#### Instructions for the task:
Return each line of the listing that contains the string "outline", matching case exactly.

#### Dataset rows:
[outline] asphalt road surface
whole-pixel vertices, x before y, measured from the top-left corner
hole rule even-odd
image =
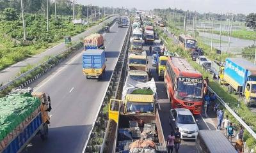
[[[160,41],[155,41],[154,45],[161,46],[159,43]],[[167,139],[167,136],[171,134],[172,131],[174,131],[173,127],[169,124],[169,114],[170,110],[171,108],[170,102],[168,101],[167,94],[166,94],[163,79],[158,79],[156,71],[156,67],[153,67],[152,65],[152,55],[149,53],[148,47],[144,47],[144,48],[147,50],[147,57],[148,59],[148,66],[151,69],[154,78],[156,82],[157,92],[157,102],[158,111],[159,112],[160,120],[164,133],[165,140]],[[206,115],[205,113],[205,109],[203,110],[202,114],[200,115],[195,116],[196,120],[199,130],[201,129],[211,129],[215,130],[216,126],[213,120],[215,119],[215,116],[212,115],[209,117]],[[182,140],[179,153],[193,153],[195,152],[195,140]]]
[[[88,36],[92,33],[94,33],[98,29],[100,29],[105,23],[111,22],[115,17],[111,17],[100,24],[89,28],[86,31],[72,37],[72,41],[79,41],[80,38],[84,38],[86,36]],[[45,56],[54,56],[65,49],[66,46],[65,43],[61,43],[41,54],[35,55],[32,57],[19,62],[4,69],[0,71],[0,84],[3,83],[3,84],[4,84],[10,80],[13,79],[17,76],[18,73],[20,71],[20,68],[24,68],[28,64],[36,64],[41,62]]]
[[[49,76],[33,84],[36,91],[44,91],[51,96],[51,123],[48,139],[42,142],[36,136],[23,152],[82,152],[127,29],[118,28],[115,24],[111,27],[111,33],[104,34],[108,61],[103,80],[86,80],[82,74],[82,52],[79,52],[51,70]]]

==

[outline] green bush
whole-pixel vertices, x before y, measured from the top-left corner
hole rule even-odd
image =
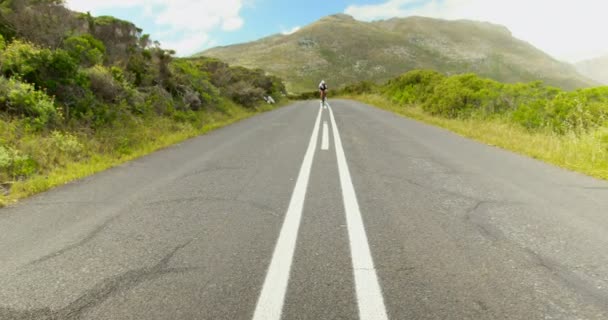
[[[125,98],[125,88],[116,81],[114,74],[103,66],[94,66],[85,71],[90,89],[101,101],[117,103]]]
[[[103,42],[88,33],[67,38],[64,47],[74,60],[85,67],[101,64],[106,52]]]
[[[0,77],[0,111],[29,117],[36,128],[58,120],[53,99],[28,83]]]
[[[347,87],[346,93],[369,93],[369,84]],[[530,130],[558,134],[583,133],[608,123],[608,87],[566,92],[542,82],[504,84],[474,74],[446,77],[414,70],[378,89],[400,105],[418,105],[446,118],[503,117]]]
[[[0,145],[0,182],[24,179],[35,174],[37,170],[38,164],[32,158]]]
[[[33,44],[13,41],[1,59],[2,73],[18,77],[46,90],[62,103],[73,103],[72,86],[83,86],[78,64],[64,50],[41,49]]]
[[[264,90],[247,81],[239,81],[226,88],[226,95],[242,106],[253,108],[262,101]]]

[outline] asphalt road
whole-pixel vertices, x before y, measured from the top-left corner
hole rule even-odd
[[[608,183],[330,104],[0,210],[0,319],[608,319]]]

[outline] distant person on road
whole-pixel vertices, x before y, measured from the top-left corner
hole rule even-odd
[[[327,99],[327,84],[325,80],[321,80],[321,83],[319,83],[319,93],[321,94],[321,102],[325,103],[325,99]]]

--

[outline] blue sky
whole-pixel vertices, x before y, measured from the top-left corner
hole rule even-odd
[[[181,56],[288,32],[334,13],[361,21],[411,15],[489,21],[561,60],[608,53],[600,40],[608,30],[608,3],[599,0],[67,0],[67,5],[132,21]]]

#### Expected output:
[outline] asphalt road surface
[outline] green bush
[outline] asphalt road
[outline] distant person on road
[outline] blue sky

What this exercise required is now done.